> _EXERCISE AIM_: All pictures are to be dropped, and everything else in the data duplicated exactly.

> _DATA TO PROCESS_:
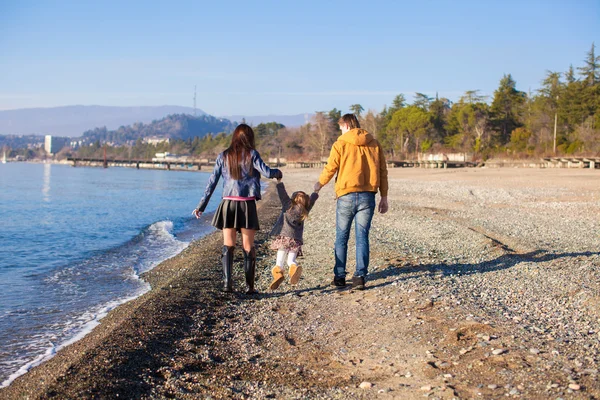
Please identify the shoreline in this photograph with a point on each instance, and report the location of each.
(164, 281)
(465, 274)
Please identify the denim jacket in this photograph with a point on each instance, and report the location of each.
(247, 186)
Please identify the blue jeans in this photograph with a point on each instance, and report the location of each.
(358, 207)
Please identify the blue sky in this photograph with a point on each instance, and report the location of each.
(281, 57)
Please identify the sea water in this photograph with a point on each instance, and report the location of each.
(73, 243)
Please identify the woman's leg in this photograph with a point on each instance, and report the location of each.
(247, 238)
(295, 270)
(229, 237)
(249, 258)
(280, 257)
(227, 258)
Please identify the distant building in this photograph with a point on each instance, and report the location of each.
(53, 144)
(156, 140)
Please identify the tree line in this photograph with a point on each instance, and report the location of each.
(561, 118)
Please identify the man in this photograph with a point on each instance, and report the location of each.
(361, 170)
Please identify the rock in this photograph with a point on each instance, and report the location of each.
(365, 385)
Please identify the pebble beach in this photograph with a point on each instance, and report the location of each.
(484, 283)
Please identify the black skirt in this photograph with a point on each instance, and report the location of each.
(236, 214)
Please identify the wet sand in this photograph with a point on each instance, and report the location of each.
(483, 283)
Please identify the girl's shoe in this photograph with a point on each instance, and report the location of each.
(277, 273)
(295, 273)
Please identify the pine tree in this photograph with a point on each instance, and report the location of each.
(507, 107)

> _OUTPUT BELOW_:
Please identify the shoreline in this photograph with a point on each instance, and report the location of each.
(164, 281)
(465, 274)
Please identify the denim jacket in this photograph with a point on each instance, and report the location of each.
(247, 186)
Please identify the blue jeans in this photograph with a point on each instance, and report the location of each.
(358, 207)
Please identify the blue sky in this photograph with a point on each instance, and report the location of each.
(281, 57)
Please identify the sea water in this photograph with a point on each instance, and report the location of each.
(73, 243)
Please identify the woman's leg in this photograph with a point on each instance, and report the location of each.
(247, 238)
(295, 270)
(229, 237)
(249, 258)
(280, 257)
(227, 258)
Please identify the distant building in this photograph with a point on each instance, and report the location of each.
(53, 144)
(156, 140)
Please identify the tree line in this photograph with a point on each instance, and report the location of each.
(561, 118)
Please identify the man in this photograph with a point on each instance, and report the location of each.
(361, 170)
Please identify the rock in this photograph with a point on each instance, and report the location of each.
(365, 385)
Please identify the pebble beach in this photograph with a point on each instance, and report the location of each.
(484, 283)
Please identify the black skirt in this photograph with a point on each instance, and report the location of each.
(236, 214)
Please identify the wet sand in this photograph with a point on each instance, and report the location of each.
(483, 283)
Please identify the girl's shoe in this photograph with a point on each instance, and report the location of each.
(277, 273)
(295, 273)
Please identify the pine tree in this photograph with a point on each instance, and report the location of each.
(507, 107)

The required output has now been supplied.